Stored items
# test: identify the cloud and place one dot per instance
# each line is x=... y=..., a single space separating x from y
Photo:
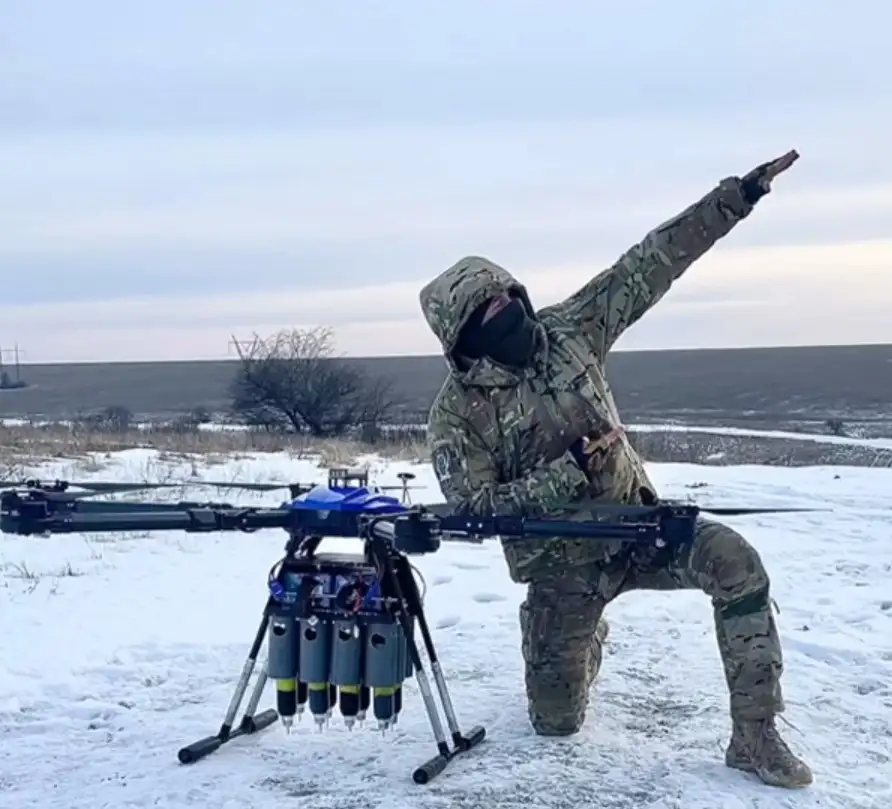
x=176 y=172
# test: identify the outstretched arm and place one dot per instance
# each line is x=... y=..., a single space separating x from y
x=468 y=478
x=612 y=301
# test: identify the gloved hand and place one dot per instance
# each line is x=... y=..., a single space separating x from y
x=591 y=453
x=757 y=183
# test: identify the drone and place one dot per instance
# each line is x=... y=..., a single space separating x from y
x=61 y=490
x=342 y=631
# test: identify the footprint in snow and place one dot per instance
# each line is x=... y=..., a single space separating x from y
x=469 y=566
x=488 y=598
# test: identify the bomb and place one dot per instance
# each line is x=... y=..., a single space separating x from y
x=283 y=642
x=346 y=667
x=315 y=665
x=384 y=669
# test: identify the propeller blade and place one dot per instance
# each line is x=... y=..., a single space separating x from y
x=92 y=487
x=738 y=512
x=116 y=488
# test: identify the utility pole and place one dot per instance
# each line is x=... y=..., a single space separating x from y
x=6 y=381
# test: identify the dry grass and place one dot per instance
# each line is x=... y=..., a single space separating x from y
x=27 y=444
x=23 y=446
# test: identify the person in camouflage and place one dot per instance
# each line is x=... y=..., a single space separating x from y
x=526 y=424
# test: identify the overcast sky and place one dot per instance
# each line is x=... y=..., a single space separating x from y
x=175 y=172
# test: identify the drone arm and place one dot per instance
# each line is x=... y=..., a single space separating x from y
x=38 y=518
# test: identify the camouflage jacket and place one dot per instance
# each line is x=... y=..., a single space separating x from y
x=499 y=439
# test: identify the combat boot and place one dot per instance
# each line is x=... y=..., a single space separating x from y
x=757 y=747
x=596 y=651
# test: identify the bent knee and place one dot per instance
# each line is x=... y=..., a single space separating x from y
x=729 y=567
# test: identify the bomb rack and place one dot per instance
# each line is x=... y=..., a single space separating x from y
x=342 y=632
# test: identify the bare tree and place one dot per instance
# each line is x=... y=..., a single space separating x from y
x=293 y=381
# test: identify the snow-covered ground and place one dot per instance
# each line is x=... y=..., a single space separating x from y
x=116 y=650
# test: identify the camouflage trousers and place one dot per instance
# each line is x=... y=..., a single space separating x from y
x=559 y=618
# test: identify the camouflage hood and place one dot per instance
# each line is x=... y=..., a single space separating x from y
x=451 y=298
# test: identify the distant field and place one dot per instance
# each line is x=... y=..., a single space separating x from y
x=753 y=387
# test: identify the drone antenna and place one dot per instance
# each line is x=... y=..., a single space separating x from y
x=404 y=478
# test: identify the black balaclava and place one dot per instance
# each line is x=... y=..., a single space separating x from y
x=508 y=337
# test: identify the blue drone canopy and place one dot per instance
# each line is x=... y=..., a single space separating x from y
x=354 y=500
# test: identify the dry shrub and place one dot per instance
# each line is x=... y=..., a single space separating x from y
x=21 y=446
x=24 y=444
x=720 y=449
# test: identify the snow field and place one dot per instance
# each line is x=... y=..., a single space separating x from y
x=115 y=650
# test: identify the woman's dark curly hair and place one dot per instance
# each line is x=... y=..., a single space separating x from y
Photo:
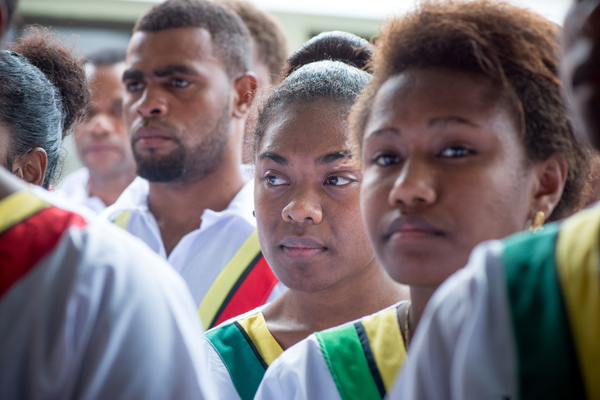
x=331 y=65
x=514 y=47
x=43 y=91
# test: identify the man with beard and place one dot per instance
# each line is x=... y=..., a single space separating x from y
x=188 y=91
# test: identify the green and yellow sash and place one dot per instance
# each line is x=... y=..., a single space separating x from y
x=364 y=357
x=247 y=348
x=554 y=297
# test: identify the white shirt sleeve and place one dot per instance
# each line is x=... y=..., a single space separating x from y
x=464 y=347
x=299 y=373
x=100 y=317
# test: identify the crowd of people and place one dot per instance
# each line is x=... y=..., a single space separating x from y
x=403 y=219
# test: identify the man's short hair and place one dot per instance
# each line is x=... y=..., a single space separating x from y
x=108 y=56
x=229 y=35
x=11 y=6
x=266 y=31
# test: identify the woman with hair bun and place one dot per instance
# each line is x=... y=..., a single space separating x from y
x=310 y=229
x=464 y=138
x=42 y=92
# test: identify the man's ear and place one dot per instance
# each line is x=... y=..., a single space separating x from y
x=31 y=166
x=244 y=88
x=551 y=177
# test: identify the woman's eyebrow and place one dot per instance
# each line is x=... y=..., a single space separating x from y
x=332 y=157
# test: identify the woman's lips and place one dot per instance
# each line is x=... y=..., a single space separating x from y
x=411 y=228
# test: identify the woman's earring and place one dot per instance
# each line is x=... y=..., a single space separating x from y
x=538 y=220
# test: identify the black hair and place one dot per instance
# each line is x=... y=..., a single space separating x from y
x=42 y=92
x=515 y=48
x=107 y=56
x=229 y=35
x=269 y=38
x=331 y=65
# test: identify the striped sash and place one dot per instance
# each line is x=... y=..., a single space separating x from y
x=245 y=283
x=29 y=229
x=247 y=348
x=364 y=357
x=554 y=298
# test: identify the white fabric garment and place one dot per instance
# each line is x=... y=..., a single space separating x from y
x=200 y=255
x=100 y=317
x=301 y=373
x=74 y=188
x=464 y=346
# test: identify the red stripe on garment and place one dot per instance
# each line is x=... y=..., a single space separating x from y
x=26 y=243
x=253 y=292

WHAT THE TASK ASKS: Repeat the line containing "# test: identify the woman's earring" and all subsequent lines through the final line of the data, exactly and with no others.

PROBLEM SOLUTION:
# test: identify the woman's earring and place one dot per instance
# each line is x=... y=..., a single space separating x from y
x=538 y=220
# test: identify the black hair and place one dot per instance
# each line is x=... y=..., a single space separating x from y
x=42 y=92
x=515 y=48
x=107 y=56
x=229 y=35
x=269 y=38
x=331 y=65
# test: identify the striped sash and place one dot per instance
# each line is x=... y=..., a single space separating x from y
x=245 y=283
x=29 y=229
x=247 y=348
x=364 y=357
x=554 y=298
# test: identify the white fabric garment and place one dot per instance
# each line is x=... y=..., a single space separating x from y
x=200 y=255
x=100 y=317
x=301 y=373
x=74 y=188
x=464 y=346
# test: identify the red stripe on garment and place one dot per instance
# each line is x=... y=..., a single space separating x from y
x=26 y=243
x=253 y=292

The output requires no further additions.